Challenge. Please reproduce the entries starting at the line containing "Task: find each instance of the utility" and ending at the end of the entries, shifting every coordinate in the answers by adding 109 to it. Keep all other lines unchanged.

Records of labeled points.
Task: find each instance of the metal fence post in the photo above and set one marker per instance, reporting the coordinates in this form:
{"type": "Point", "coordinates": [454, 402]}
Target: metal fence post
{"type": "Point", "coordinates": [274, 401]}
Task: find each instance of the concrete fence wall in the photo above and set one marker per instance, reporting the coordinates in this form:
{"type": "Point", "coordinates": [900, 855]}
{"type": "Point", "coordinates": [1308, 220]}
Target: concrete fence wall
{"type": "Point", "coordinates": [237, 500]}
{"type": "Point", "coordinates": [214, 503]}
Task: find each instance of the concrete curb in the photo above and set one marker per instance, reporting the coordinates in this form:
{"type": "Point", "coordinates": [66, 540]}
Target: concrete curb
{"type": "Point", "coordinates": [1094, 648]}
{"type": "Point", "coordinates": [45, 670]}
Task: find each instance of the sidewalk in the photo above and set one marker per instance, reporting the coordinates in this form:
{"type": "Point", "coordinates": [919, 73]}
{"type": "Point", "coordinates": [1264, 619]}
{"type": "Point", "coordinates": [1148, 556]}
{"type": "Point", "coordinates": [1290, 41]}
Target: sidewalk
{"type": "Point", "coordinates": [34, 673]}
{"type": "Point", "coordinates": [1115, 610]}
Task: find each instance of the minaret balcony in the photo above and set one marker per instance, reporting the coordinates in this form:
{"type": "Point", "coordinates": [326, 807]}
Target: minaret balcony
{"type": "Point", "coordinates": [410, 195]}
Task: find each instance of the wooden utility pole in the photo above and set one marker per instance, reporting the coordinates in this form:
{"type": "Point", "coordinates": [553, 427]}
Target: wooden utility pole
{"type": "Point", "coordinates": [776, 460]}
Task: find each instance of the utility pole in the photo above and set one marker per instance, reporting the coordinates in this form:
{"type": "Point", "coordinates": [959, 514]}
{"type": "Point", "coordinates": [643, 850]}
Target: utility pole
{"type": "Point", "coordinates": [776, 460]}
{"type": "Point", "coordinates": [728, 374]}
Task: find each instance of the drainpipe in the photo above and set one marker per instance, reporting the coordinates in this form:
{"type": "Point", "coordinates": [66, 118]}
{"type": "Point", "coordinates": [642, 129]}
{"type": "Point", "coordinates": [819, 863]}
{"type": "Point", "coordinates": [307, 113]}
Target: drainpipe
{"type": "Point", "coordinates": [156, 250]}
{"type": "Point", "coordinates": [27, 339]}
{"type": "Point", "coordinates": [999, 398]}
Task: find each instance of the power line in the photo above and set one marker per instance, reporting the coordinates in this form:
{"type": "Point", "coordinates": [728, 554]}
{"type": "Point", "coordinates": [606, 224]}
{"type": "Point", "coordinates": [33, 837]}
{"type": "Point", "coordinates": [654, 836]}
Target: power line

Exercise result.
Task: find each instance of the utility pole in the photo above and set one marker per instance, reporting the coordinates in this form:
{"type": "Point", "coordinates": [959, 514]}
{"type": "Point", "coordinates": [643, 850]}
Target: utility pole
{"type": "Point", "coordinates": [885, 569]}
{"type": "Point", "coordinates": [837, 483]}
Task: find each instance of the drainpipe in the photo above and set one marker per instance, reporting the coordinates in this form:
{"type": "Point", "coordinates": [66, 118]}
{"type": "Point", "coordinates": [642, 129]}
{"type": "Point", "coordinates": [819, 863]}
{"type": "Point", "coordinates": [307, 113]}
Target: drainpipe
{"type": "Point", "coordinates": [265, 359]}
{"type": "Point", "coordinates": [136, 448]}
{"type": "Point", "coordinates": [1108, 507]}
Task: find each instance of the power line in the photo above and set one marker per instance, reporting the coordinates in this form:
{"type": "Point", "coordinates": [728, 554]}
{"type": "Point", "coordinates": [606, 224]}
{"type": "Point", "coordinates": [33, 837]}
{"type": "Point", "coordinates": [654, 836]}
Target: power line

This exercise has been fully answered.